A contractor who was working to stabilize one of the mines inside the Black Diamond Mines Regional Preserve near Antioch Tuesday afternoon suffered serious chest and back injuries when a loose rock struck him, a park spokeswoman said.
The East Bay Regional Park District regularly does work inside the mines to ensure that it is safe for visitors, EBRPD spokeswoman Carolyn Jones said. The mines are closed to the public except during weekend tours, which Jones said have been going on "for decades."
"(The mines) are checked every day either by our staff or contractors or engineers for loose rocks and other safety issues," Jones said. "There's a bunch of old coal mines and sand mines there dating back from the 1800s that the park district maintains as a way for the public to learn about mining history in the area and how glass is made."
EBRPD acquired the 6,000-acre park in the early 1970s and regularly hosts tours, which take participants hundreds of feet inside the mines, Jones said.
The contractor was working some 200 feet inside the Hazel-Atlas Mine, named after the Oakland-based Hazel-Atlas Glass Company, Jones said. Emergency medical crews were called around 11 a.m. on a report of a person inside the mine who was possibly injured, Contra Costa County Fire Protection District Fire Inspector Steve Aubert said.

[Dataset items]
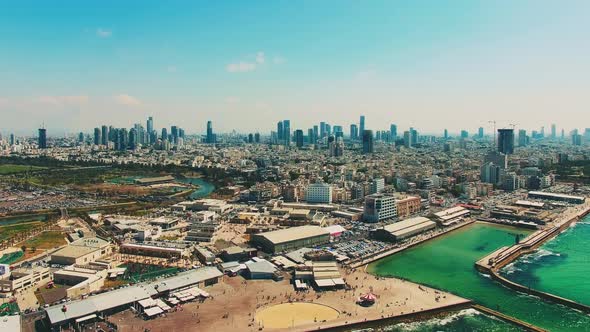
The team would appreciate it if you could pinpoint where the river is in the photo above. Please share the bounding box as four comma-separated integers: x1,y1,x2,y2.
368,223,590,331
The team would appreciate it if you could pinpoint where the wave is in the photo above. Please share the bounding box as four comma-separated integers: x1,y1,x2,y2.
384,308,482,331
517,248,561,263
502,263,522,275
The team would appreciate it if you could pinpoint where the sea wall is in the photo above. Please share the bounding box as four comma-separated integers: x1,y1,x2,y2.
475,202,590,313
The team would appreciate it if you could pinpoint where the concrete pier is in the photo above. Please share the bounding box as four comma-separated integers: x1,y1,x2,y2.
475,203,590,313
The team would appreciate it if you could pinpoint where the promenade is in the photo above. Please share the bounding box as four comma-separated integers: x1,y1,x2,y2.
348,219,475,269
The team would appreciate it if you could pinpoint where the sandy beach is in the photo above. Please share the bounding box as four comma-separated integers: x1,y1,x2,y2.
109,270,469,332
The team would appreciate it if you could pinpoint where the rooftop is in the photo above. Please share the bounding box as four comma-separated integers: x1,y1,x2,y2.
258,226,330,244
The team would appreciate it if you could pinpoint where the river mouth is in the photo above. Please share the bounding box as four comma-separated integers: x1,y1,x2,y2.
256,302,340,329
367,223,590,331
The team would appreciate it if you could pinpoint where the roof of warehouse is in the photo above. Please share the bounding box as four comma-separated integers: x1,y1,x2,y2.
45,267,223,324
258,226,330,244
148,266,223,292
383,217,432,233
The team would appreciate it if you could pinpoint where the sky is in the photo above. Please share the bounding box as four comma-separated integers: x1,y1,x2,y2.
0,0,590,134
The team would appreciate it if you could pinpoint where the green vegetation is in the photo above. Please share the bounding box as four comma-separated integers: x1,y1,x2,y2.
543,160,590,184
0,251,25,265
0,302,20,316
119,263,179,282
23,231,67,249
0,221,43,241
0,164,45,175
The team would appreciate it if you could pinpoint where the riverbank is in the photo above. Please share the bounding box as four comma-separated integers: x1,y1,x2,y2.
348,219,475,269
475,203,590,313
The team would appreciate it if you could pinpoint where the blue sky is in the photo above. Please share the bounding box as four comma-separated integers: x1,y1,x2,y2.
0,0,590,132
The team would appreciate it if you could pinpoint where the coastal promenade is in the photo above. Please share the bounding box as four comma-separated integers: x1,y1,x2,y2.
475,202,590,313
348,219,475,269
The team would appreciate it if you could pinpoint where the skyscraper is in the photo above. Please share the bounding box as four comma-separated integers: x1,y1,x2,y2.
404,130,413,149
94,127,102,145
410,127,418,146
145,116,155,144
350,124,359,141
101,126,109,146
320,122,326,138
38,128,47,149
518,129,527,147
312,125,319,144
295,129,303,148
498,129,514,154
283,120,291,146
162,128,168,142
389,123,397,142
170,126,178,144
277,121,283,141
363,130,375,154
359,115,365,135
205,121,215,144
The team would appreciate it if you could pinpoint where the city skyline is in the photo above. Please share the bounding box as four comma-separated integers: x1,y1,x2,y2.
0,1,590,135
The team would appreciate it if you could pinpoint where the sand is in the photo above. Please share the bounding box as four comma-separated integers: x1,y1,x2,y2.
256,302,340,329
109,270,469,332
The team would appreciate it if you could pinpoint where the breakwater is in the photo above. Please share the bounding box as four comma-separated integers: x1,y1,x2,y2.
475,204,590,313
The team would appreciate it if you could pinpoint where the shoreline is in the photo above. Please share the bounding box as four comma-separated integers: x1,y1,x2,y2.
475,203,590,313
348,219,476,269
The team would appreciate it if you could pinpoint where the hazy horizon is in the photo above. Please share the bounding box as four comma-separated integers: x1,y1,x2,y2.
0,0,590,135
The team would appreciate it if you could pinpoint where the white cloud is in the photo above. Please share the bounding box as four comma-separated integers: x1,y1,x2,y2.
272,55,287,65
225,51,274,73
225,61,256,73
96,28,113,38
35,96,89,106
114,93,141,106
356,69,377,81
225,96,240,104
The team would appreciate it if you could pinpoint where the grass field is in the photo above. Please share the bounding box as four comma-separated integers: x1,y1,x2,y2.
119,263,179,282
0,302,20,316
0,221,43,241
0,164,45,175
23,231,67,249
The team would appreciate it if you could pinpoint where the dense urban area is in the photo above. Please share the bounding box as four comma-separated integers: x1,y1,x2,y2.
0,116,590,331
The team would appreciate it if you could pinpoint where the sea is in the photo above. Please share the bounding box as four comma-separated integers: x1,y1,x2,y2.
368,218,590,331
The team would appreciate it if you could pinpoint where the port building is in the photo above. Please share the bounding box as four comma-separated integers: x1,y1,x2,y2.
250,226,330,253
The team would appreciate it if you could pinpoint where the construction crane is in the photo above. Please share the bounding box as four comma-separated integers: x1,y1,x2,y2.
488,120,496,150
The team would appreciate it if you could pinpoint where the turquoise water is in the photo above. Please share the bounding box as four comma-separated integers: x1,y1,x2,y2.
501,217,590,305
374,309,522,332
108,176,215,199
176,178,215,199
0,214,47,226
369,223,590,331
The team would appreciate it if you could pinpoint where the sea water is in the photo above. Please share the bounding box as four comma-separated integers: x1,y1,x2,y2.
500,216,590,305
368,223,590,331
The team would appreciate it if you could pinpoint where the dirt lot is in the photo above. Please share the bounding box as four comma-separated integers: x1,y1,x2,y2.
109,271,466,332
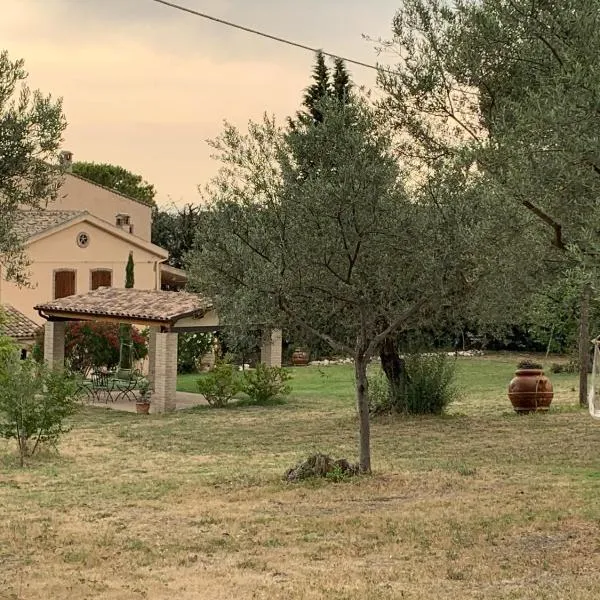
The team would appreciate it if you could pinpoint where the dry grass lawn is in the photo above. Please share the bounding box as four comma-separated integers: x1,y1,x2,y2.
0,355,600,600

# TASKS TO CARRY OUT
1. In the article about the Black Diamond Mines accident, how far inside the Hazel-Atlas Mine was the contractor working?
2. Resume the article about the Black Diamond Mines accident, picking up after its final sentence.

# TASK RESULTS
1. About 200 feet inside the mine.

2.
Jones said the man's coworkers carried him on a backboard to the entrance of the mine, where an ambulance met him for transport to a waiting helicopter. The man was alert and responsive to medical crews when he was airlifted to John Muir Medical Center, Aubert said. The man complained of chest pain and shortness of breath and Aubert said medical personnel were also concerned about the potential for internal injuries.
Aubert said it's unclear whether the man was wearing a hard hat or other protective gear but said it appeared the contractors were taking all the proper precautions.
"It's extremely rare to have an injury out there," Jones said.
She said she didn't know which company was working inside the mine.
Fire Marshal Robert Marshall said the California Division of Occupational Safety and Health would be notified of the workplace accident.
"At some point, they will be involved," Marshall said.
According to the district's website, the sand mines date from the early 1900s and the coal mines date back to the 1860s. The last of the mines closed in the 1940s, Jones said.